WHAT YOU HAVE TO DO:
Please pick out every line in the rows below that contains the string "wooden" and copy each one in full. Case counts.

DATA SECTION:
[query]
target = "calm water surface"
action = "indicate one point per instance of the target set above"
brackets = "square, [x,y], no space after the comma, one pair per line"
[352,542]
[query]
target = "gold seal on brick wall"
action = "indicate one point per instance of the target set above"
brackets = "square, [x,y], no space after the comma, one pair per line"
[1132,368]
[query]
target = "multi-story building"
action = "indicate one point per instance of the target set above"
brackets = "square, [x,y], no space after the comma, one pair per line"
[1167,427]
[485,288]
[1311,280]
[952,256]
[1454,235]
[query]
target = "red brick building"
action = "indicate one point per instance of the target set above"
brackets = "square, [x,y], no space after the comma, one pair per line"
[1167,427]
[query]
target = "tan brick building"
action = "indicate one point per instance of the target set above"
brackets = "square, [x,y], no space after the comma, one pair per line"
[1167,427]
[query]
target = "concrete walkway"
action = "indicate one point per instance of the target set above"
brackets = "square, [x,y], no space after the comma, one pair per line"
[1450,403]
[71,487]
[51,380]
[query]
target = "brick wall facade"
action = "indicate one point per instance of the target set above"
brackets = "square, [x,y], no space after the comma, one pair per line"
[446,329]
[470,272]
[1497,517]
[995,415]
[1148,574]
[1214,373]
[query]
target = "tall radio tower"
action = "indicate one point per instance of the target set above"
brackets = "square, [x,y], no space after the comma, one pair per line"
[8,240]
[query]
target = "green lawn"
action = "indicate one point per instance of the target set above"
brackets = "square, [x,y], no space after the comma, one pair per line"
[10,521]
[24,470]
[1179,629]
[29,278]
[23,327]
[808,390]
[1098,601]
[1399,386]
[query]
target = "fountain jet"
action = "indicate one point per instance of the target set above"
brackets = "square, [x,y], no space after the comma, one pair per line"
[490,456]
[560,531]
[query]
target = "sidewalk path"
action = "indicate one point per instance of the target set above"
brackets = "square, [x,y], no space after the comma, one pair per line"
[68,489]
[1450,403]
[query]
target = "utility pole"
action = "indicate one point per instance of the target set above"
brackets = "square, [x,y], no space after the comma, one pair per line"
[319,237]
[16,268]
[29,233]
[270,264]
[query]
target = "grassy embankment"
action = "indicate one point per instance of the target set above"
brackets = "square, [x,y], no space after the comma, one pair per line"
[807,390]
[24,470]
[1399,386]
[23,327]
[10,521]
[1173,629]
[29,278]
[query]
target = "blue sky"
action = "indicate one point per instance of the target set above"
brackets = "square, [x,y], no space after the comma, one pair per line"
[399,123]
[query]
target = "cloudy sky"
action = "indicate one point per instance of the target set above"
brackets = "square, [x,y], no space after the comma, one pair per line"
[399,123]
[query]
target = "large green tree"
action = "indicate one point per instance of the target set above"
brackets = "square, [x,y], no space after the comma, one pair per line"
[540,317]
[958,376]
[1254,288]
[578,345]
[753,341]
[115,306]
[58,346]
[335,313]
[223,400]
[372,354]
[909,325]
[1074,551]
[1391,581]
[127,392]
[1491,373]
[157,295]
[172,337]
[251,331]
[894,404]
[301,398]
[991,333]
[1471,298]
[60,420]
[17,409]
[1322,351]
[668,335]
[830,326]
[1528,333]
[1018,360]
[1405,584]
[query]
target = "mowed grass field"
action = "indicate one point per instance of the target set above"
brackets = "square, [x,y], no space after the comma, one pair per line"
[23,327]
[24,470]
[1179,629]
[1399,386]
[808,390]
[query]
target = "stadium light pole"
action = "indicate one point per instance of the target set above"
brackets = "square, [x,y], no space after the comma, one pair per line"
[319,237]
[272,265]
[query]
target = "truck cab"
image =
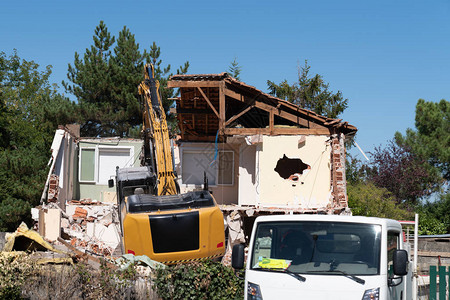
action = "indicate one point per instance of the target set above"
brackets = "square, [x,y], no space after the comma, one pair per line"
[325,257]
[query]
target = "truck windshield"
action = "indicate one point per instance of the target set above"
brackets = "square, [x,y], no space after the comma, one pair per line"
[318,247]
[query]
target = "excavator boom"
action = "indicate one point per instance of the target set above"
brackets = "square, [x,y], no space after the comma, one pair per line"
[157,220]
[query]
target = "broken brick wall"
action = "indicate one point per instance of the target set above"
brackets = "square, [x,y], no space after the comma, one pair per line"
[338,178]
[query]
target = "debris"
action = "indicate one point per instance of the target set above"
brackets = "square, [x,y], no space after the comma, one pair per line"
[24,239]
[127,259]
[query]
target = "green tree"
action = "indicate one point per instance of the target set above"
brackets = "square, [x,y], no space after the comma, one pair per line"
[235,69]
[366,199]
[401,171]
[105,83]
[434,217]
[30,111]
[310,93]
[163,74]
[431,139]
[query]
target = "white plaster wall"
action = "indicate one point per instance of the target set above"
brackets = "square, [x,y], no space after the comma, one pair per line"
[248,194]
[314,192]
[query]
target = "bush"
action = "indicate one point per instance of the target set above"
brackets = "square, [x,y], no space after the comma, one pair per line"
[14,271]
[198,280]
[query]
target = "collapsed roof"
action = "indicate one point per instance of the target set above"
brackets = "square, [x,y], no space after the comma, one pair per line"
[212,104]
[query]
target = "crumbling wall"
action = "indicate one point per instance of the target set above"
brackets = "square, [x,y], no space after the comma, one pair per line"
[308,187]
[338,179]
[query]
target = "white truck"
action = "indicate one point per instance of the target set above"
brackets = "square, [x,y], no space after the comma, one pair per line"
[325,257]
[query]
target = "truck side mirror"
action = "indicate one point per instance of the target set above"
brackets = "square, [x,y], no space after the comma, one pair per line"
[237,257]
[400,262]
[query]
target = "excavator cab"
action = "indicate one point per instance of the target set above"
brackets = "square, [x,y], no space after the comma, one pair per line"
[156,220]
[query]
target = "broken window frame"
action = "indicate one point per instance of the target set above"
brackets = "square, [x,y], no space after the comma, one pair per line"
[218,180]
[97,152]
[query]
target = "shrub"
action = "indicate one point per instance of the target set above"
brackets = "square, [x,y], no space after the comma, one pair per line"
[14,270]
[198,280]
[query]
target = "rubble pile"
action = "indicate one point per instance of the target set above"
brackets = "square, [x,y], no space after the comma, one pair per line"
[91,226]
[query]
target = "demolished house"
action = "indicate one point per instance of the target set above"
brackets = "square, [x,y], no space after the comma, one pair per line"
[260,154]
[77,203]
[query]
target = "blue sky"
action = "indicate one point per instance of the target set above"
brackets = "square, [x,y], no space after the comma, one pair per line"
[382,55]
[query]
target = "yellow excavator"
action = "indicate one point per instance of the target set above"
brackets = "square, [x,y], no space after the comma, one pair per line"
[156,220]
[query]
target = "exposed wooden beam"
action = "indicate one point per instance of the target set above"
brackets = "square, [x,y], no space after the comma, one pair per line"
[288,116]
[209,102]
[246,131]
[193,84]
[238,115]
[278,112]
[271,120]
[195,138]
[234,95]
[192,111]
[276,131]
[222,107]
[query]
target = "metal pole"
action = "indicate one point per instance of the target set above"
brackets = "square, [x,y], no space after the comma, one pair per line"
[416,245]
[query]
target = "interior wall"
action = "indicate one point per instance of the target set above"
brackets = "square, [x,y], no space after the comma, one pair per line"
[224,194]
[312,189]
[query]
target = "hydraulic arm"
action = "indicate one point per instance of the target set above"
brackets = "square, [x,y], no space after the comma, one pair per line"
[157,149]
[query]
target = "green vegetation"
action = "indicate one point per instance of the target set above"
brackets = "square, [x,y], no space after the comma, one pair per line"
[310,93]
[200,280]
[105,79]
[104,82]
[30,111]
[409,175]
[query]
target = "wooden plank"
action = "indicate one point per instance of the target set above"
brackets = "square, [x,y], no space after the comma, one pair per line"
[193,83]
[281,113]
[276,131]
[442,282]
[246,131]
[85,255]
[433,253]
[288,116]
[271,121]
[234,95]
[238,115]
[193,111]
[433,282]
[221,107]
[209,102]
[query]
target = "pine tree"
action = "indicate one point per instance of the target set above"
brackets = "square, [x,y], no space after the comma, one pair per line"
[92,84]
[163,75]
[310,93]
[235,69]
[30,110]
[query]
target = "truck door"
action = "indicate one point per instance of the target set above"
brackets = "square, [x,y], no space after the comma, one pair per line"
[395,285]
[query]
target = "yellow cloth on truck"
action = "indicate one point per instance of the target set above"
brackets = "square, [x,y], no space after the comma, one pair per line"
[274,263]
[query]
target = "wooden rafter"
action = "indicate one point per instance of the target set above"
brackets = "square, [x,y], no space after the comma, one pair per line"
[222,107]
[281,113]
[192,83]
[276,131]
[238,115]
[209,102]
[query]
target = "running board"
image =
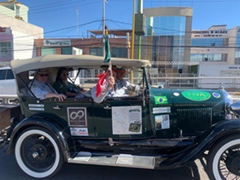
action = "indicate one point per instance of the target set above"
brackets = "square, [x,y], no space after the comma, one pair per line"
[121,160]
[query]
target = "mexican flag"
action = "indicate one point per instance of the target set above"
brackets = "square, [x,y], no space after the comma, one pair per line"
[107,50]
[102,77]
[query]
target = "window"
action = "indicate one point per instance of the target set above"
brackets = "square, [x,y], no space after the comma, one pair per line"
[66,50]
[5,50]
[6,74]
[45,51]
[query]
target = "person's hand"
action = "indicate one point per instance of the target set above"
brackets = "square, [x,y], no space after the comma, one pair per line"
[60,97]
[111,82]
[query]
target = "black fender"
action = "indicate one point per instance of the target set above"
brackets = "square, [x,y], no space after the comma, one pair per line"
[202,143]
[51,122]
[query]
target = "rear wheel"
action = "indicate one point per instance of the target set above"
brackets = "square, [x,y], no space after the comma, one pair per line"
[38,153]
[224,159]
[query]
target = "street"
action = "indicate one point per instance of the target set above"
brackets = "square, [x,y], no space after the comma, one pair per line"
[9,170]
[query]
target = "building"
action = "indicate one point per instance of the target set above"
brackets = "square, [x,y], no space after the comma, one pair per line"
[16,34]
[216,44]
[168,39]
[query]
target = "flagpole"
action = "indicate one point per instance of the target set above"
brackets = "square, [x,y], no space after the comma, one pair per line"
[103,25]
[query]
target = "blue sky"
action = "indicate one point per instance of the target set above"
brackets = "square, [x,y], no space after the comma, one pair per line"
[72,18]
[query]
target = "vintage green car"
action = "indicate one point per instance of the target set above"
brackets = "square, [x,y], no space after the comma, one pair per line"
[154,128]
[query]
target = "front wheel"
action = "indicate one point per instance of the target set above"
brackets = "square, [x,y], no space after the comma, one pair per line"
[224,159]
[38,153]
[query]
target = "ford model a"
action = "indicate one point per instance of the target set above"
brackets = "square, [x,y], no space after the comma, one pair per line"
[153,128]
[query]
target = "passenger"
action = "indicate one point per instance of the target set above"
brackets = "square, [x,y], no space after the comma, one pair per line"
[106,87]
[42,89]
[121,72]
[63,86]
[122,86]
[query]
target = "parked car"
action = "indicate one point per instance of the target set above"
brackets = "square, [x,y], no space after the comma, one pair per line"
[156,128]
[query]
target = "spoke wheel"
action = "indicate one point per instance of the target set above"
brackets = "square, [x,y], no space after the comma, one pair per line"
[38,153]
[224,159]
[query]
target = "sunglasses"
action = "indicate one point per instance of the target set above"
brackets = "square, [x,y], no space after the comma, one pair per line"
[42,75]
[65,74]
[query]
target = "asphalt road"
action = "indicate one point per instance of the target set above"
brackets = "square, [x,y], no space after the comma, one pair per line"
[9,170]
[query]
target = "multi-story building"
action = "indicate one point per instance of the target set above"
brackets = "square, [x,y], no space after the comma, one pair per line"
[216,44]
[168,38]
[16,34]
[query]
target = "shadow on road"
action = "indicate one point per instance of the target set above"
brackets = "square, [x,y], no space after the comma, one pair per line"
[9,170]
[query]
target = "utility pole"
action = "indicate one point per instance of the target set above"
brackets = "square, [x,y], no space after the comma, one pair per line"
[103,25]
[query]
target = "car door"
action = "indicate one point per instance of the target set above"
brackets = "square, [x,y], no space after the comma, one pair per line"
[122,117]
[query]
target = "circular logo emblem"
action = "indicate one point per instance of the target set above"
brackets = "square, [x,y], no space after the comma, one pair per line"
[216,95]
[176,94]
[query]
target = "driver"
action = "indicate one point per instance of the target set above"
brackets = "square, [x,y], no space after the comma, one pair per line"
[42,89]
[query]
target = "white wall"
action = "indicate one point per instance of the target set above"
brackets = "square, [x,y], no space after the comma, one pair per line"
[23,45]
[214,69]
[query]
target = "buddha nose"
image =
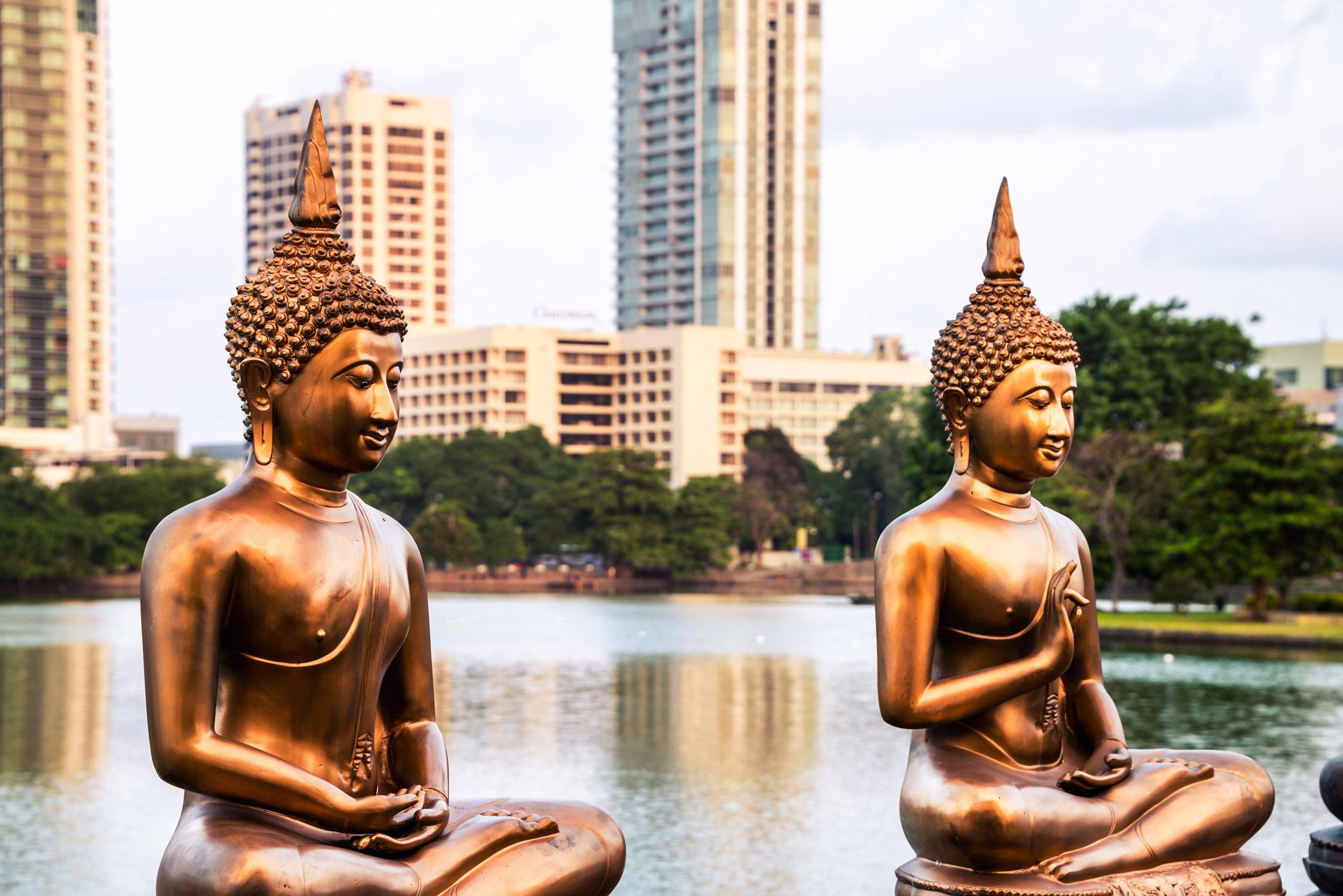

RESPONSE:
target = "exposed wooden beam"
target = "wooden plank"
target = "wooden rafter"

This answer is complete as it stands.